PASSAGE:
* begin *

A minority of UK men who pay to sexually access women’s bodies are driving this form of modern-day slavery. To end the exploitation and trafficking we must criminalise paying for sex, writes Gavin Shuker, the chair of the APPG on Prostitution and the Global Sex Trade 


Right now, Britain is losing in the fight against sex trafficking. An inquiry by the All-Party Parliamentary Group (APPG) on Prostitution and the Global Sex Trade has revealed that the sexual exploitation of women in ‘pop-up’ brothels by organised crime groups is taking place on an industrial scale across England and Wales. A revolving door of vulnerable women, predominantly from Eastern Europe, are being supplied by trafficking gangs into residential properties and hotels in order to be sexually exploited by UK men.

During the course of the APPG’s inquiry, we took evidence from half of all police forces in England and Wales – accompanying officers on brothel visits, speaking with police leaders, as well as taking evidence from those that sell sex - to build up the most comprehensive contemporary picture of the nature of off-street prostitution in this country.

The findings make for chilling reading - and demand urgent action by Government. The UK is currently a low-risk destination for organised crime groups seeking to sexually exploit vulnerable women. A handful of prostitution procurement websites enable this trade, making sizeable profits and directly benefitting from the exploitation of others. Rental landlords, online booking companies, and hotel sites indirectly profit from the practice as exploiters take advantage of poor safeguards to hire new sites for prostitution. But it is the minority of UK men who pay to sexually access women’s bodies who are driving this form of modern-day slavery.

* end *

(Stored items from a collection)
* begin *

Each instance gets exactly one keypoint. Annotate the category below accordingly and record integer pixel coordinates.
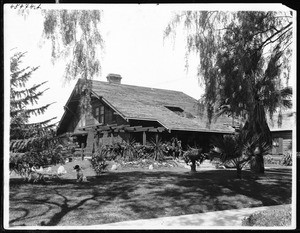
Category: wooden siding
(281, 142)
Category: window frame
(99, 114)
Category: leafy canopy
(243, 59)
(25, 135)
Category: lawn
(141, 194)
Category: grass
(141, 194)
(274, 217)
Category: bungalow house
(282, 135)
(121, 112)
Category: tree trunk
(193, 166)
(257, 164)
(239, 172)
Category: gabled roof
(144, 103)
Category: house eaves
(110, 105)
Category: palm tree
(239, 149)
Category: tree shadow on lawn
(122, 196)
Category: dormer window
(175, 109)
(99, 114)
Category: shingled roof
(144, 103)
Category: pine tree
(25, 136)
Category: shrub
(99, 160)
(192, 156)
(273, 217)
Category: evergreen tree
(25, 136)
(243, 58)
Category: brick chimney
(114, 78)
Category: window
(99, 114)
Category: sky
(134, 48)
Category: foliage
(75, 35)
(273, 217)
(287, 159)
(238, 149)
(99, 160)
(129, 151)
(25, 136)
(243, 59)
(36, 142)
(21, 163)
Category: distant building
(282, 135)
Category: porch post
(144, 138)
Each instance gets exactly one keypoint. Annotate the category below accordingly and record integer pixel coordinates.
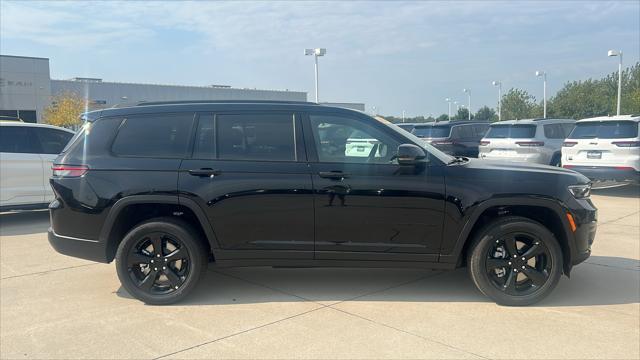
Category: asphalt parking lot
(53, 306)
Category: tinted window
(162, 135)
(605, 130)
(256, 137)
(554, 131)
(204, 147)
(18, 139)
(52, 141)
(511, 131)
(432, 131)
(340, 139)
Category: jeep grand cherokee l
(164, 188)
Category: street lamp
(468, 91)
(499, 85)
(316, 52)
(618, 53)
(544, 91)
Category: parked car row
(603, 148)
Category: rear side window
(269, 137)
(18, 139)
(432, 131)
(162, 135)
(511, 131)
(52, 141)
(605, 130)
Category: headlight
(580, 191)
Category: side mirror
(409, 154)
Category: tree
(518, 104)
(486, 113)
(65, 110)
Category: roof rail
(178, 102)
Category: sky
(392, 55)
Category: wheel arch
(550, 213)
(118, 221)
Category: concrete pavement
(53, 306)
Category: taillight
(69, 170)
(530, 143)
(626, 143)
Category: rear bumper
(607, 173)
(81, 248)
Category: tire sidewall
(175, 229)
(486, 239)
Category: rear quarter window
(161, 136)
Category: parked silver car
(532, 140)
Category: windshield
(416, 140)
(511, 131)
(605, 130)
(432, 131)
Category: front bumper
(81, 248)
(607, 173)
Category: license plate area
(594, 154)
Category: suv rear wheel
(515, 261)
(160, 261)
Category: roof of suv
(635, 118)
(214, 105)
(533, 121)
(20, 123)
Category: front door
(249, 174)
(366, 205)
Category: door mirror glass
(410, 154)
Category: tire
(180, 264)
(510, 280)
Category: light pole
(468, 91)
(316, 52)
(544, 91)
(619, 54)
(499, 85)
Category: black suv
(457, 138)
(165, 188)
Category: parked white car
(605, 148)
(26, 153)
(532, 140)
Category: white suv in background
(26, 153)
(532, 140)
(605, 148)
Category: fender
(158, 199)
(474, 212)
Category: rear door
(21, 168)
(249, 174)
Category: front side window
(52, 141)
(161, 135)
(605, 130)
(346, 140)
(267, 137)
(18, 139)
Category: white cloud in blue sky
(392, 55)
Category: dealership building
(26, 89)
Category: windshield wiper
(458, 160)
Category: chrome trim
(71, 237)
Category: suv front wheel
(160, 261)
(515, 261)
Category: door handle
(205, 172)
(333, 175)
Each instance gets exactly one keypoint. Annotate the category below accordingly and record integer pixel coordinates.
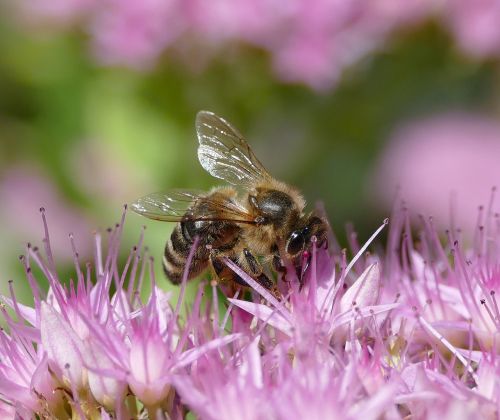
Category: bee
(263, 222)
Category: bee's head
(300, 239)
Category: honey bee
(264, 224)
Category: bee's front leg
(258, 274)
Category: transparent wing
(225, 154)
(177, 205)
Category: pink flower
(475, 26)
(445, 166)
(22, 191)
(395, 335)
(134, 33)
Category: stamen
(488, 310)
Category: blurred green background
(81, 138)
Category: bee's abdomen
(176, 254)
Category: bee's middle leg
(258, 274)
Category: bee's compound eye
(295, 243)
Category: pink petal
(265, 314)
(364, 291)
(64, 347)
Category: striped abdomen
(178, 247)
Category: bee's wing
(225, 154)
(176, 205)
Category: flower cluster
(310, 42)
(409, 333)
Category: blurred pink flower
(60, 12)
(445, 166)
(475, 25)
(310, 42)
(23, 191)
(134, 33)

* end *
* begin *

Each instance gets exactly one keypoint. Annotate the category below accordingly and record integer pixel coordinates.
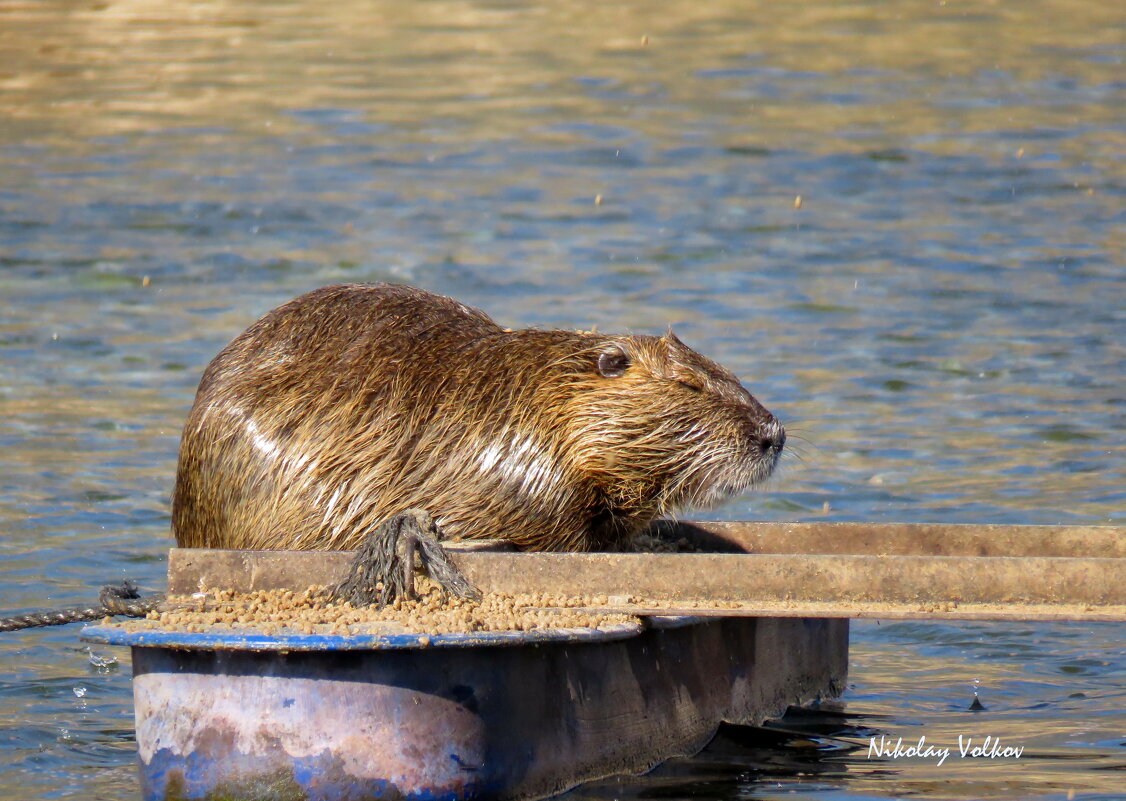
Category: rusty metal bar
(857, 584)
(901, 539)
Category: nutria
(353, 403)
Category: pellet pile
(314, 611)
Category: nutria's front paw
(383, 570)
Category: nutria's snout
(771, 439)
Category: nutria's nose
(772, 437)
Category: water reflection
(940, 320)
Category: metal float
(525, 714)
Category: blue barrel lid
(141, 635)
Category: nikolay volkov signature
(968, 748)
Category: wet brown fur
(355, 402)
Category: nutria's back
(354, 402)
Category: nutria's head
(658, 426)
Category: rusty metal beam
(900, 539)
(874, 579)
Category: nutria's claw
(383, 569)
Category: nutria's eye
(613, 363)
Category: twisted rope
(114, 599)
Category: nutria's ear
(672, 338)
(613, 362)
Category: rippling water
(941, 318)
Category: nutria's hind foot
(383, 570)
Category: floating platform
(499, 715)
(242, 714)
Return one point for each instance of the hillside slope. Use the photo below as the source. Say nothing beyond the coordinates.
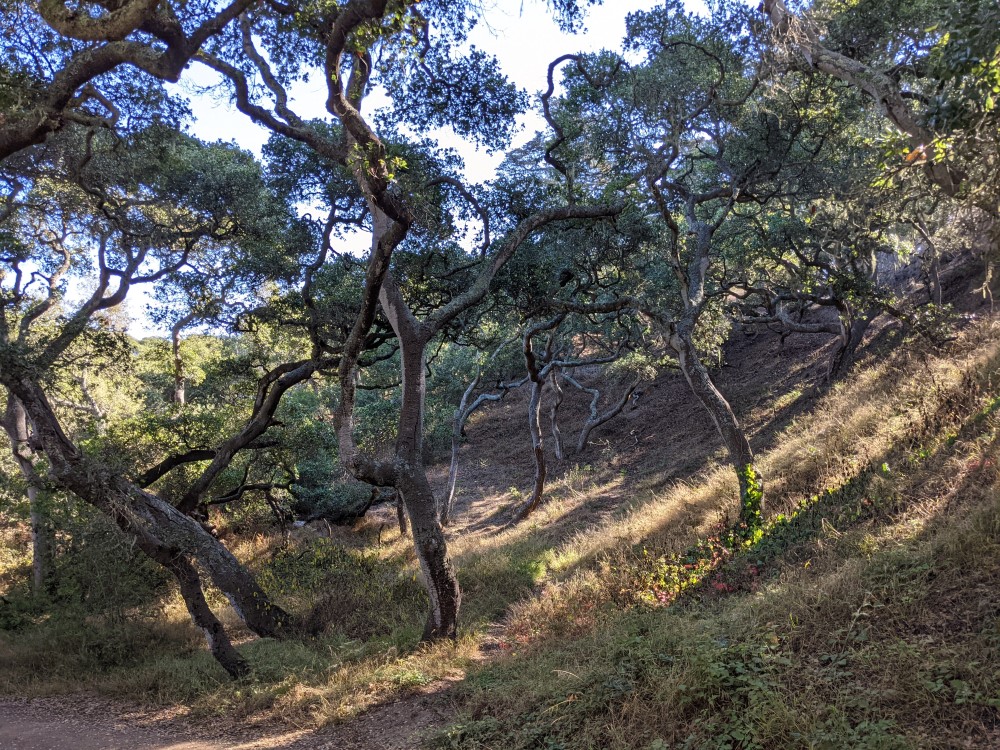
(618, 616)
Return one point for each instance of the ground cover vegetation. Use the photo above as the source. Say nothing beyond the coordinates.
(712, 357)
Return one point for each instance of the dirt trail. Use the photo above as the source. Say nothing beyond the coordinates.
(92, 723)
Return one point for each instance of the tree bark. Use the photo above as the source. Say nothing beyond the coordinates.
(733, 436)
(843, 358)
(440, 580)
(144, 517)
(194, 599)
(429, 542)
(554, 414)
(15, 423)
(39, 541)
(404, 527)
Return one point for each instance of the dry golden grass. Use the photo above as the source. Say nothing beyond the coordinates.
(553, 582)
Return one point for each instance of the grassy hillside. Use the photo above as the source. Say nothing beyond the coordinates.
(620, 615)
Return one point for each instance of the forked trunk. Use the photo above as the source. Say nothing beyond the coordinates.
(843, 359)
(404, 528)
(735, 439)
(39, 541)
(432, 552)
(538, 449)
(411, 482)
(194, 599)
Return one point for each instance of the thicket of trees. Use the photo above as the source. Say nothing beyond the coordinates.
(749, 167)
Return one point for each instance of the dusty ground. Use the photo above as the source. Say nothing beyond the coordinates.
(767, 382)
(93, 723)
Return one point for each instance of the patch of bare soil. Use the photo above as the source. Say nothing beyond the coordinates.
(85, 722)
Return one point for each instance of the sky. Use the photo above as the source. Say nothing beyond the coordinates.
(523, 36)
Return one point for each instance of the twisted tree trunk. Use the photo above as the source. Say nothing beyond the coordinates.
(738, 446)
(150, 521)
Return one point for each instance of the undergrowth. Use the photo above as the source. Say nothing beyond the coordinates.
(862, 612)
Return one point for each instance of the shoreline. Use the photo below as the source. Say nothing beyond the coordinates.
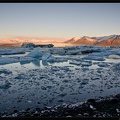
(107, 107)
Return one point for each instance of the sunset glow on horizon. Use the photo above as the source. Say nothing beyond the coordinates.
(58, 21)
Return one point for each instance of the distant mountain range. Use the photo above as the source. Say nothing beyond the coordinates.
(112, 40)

* end *
* begin *

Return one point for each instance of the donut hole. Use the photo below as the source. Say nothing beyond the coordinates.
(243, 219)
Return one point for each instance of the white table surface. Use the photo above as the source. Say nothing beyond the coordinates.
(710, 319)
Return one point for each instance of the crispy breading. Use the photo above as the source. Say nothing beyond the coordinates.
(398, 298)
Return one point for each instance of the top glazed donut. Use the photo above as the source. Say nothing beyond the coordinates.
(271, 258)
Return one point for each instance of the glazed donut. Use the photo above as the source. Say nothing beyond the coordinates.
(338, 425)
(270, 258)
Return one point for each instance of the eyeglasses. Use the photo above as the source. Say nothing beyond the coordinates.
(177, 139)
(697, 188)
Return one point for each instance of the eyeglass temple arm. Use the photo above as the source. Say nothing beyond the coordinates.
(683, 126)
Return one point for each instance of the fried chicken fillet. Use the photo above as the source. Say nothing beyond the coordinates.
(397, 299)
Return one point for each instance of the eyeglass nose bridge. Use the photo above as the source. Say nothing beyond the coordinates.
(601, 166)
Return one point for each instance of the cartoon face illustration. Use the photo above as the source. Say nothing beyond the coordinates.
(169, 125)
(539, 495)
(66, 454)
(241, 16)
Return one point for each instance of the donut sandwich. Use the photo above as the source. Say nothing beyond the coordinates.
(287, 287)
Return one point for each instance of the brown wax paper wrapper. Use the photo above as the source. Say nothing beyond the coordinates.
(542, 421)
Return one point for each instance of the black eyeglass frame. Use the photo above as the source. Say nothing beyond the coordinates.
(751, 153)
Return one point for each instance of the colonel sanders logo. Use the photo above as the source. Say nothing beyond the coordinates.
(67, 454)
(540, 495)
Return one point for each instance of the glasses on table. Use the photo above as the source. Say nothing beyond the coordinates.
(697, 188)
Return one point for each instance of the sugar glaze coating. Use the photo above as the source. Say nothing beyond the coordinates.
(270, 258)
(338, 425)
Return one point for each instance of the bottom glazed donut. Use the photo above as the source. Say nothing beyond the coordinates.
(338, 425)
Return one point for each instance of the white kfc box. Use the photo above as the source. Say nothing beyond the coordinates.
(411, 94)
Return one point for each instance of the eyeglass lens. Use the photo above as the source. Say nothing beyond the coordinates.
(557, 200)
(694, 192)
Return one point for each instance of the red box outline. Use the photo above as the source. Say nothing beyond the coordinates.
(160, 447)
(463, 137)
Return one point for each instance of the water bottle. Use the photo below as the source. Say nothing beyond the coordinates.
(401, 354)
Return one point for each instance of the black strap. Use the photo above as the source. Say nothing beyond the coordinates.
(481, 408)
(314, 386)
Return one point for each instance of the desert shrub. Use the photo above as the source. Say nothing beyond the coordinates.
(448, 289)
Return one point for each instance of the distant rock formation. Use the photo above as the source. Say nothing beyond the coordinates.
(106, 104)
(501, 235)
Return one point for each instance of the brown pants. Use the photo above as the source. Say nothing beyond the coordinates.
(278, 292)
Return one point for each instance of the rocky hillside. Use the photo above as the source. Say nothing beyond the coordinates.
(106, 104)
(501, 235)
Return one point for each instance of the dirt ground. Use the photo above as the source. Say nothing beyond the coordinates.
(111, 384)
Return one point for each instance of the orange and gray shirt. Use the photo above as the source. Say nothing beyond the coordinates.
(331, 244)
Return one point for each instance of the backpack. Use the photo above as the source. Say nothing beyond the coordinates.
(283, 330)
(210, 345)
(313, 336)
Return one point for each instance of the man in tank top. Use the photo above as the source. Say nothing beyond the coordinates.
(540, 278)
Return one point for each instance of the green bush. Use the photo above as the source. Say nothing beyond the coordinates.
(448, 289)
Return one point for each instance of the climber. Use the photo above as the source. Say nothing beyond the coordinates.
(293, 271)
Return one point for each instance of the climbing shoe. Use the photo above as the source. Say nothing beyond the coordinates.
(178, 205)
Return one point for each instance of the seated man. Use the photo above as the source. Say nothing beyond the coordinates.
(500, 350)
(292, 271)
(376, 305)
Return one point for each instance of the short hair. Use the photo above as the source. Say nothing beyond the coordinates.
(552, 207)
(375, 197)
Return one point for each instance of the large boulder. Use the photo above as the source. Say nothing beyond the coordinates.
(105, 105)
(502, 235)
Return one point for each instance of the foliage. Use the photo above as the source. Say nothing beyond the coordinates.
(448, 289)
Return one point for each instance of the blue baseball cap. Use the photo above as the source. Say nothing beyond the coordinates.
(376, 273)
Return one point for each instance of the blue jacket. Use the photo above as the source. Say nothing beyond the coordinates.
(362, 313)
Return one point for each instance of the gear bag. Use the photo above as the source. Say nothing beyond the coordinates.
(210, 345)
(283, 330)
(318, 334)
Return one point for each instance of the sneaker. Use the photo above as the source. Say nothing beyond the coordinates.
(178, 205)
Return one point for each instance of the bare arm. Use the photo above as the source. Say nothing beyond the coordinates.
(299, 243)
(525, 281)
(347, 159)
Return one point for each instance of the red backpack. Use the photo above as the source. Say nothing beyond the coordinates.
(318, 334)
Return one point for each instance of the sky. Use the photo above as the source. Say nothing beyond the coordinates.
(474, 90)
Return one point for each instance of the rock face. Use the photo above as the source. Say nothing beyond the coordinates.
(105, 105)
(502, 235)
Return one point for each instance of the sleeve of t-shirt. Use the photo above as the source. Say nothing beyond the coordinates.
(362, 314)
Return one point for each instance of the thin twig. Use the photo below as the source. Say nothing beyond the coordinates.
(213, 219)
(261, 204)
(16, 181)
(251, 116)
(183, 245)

* end *

EXERCISE INSTRUCTIONS:
A) Please repeat the passage word for word, starting at "A minority of" and ending at "exploited by UK men.".
B) What share of police forces in England and Wales gave evidence during the APPG's inquiry, according to the passage?
C) List every party that the passage says profits, directly or indirectly, from this trade.

EXPECTED OUTPUTS:
A)
A minority of UK men who pay to sexually access women’s bodies are driving this form of modern-day slavery. To end the exploitation and trafficking we must criminalise paying for sex, writes Gavin Shuker, the chair of the APPG on Prostitution and the Global Sex Trade 


Right now, Britain is losing in the fight against sex trafficking. An inquiry by the All-Party Parliamentary Group (APPG) on Prostitution and the Global Sex Trade has revealed that the sexual exploitation of women in ‘pop-up’ brothels by organised crime groups is taking place on an industrial scale across England and Wales. A revolving door of vulnerable women, predominantly from Eastern Europe, are being supplied by trafficking gangs into residential properties and hotels in order to be sexually exploited by UK men.

B) Half of all police forces in England and Wales.

C)
- Prostitution procurement websites
- Rental landlords
- Online booking companies
- Hotel sites